Aristotle further noted that there are many bird forms within the bird kind – cranes, eagles, crows, bustards, sparrows, and so on, just as there are many forms of fishes within the fish kind. He sometimes called these atoma eidē, indivisible forms. (Note: In modern terms, it has been argued that these roughly correspond to species, and some texts use that translation. Aristotle did not formulate a definition resembling that of a modern species, however, and some of his forms are other taxa such as genera or families.) Human is one of these indivisible forms: Socrates and the rest of us are all different individually, but we all have human form. More recent studies have shown that Aristotle used the terms γένος (génos) and εἶδος (eidos) in a relative way. A taxon that is considered an eidos in one context can be considered a génos (which includes various eide) in another.

BRIEF
Copy the passage on Aristotle's bird forms word for word, from "Aristotle further noted" to "eide) in another.".

(Recorded data)
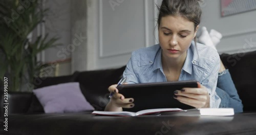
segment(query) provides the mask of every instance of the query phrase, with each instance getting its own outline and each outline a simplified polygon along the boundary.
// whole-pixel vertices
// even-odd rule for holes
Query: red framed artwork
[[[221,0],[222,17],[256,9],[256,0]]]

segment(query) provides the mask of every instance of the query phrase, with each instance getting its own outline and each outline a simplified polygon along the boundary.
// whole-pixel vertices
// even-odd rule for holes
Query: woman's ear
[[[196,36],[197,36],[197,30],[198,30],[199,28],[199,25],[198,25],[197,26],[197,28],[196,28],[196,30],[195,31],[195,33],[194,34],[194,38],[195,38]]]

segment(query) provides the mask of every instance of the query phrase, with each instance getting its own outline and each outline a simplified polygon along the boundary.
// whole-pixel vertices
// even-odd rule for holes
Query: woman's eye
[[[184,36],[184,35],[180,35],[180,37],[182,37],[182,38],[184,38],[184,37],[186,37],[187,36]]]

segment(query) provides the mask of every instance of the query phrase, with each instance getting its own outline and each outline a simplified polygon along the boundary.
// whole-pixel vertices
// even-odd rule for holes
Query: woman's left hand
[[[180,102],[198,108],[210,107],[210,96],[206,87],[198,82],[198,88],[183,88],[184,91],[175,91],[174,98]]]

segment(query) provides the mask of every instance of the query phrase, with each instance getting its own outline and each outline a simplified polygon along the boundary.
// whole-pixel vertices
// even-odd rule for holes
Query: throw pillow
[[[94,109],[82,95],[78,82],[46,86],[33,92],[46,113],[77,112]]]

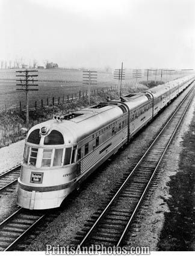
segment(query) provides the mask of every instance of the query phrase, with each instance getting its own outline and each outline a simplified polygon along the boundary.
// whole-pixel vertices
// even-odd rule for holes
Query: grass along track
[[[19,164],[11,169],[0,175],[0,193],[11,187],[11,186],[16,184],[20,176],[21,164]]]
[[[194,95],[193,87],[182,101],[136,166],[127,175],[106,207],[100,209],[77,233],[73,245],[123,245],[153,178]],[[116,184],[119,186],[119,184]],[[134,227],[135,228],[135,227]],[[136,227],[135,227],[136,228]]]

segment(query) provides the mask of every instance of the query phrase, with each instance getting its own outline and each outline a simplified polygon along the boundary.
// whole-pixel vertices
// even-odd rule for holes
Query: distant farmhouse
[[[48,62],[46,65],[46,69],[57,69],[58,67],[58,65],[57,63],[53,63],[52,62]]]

ANSWER TO THIS TASK
Aristotle further noted that there are many bird forms within the bird kind – cranes, eagles, crows, bustards, sparrows, and so on, just as there are many forms of fishes within the fish kind. He sometimes called these atoma eidē, indivisible forms. (Note: In modern terms, it has been argued that these roughly correspond to species, and some texts use that translation. Aristotle did not formulate a definition resembling that of a modern species, however, and some of his forms are other taxa such as genera or families.) Human is one of these indivisible forms: Socrates and the rest of us are all different individually, but we all have human form. More recent studies have shown that Aristotle used the terms γένος (génos) and εἶδος (eidos) in a relative way. A taxon that is considered an eidos in one context can be considered a génos (which includes various eide) in another.